Point labeling dataset excerpts:
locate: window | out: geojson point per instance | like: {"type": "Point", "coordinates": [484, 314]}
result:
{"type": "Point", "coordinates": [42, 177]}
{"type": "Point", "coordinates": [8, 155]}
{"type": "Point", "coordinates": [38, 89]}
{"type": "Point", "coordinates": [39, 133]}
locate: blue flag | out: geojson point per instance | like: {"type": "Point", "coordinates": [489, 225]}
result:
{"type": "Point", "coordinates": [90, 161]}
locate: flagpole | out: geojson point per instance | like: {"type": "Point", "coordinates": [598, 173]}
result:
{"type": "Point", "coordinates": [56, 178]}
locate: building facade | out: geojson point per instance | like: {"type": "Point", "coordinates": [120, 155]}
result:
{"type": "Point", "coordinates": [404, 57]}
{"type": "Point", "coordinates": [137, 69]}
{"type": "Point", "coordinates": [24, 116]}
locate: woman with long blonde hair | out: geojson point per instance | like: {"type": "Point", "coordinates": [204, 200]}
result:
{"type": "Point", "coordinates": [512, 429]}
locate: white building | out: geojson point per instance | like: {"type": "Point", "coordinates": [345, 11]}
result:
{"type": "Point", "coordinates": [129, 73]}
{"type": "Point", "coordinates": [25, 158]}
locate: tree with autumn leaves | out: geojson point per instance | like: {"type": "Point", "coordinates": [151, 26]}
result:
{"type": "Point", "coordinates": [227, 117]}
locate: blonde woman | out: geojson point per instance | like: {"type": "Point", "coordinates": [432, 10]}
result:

**TASK TO CARRY OUT:** Reproduce the material above without altering a single character.

**EXERCISE SOLUTION:**
locate: window | out: geojson point per instance | like: {"type": "Point", "coordinates": [484, 314]}
result:
{"type": "Point", "coordinates": [42, 177]}
{"type": "Point", "coordinates": [8, 155]}
{"type": "Point", "coordinates": [38, 89]}
{"type": "Point", "coordinates": [39, 133]}
locate: blue flag | out: geojson point per instance | like: {"type": "Point", "coordinates": [489, 225]}
result:
{"type": "Point", "coordinates": [90, 161]}
locate: flagpole | out: geojson point per instance | like: {"type": "Point", "coordinates": [598, 173]}
result:
{"type": "Point", "coordinates": [56, 178]}
locate: building facade | out: geojson point per instance | like: {"type": "Point", "coordinates": [120, 155]}
result:
{"type": "Point", "coordinates": [404, 57]}
{"type": "Point", "coordinates": [137, 69]}
{"type": "Point", "coordinates": [24, 116]}
locate: woman with long blonde hair | out: geojson point per instance | like: {"type": "Point", "coordinates": [204, 200]}
result:
{"type": "Point", "coordinates": [512, 429]}
locate: white building | out: geojson point per instance | like: {"type": "Point", "coordinates": [345, 11]}
result:
{"type": "Point", "coordinates": [129, 73]}
{"type": "Point", "coordinates": [25, 158]}
locate: tree with autumn leaves | out: geojson point per instance | like: {"type": "Point", "coordinates": [151, 26]}
result:
{"type": "Point", "coordinates": [227, 117]}
locate: blonde woman | out: geojson point per instance | like: {"type": "Point", "coordinates": [432, 10]}
result:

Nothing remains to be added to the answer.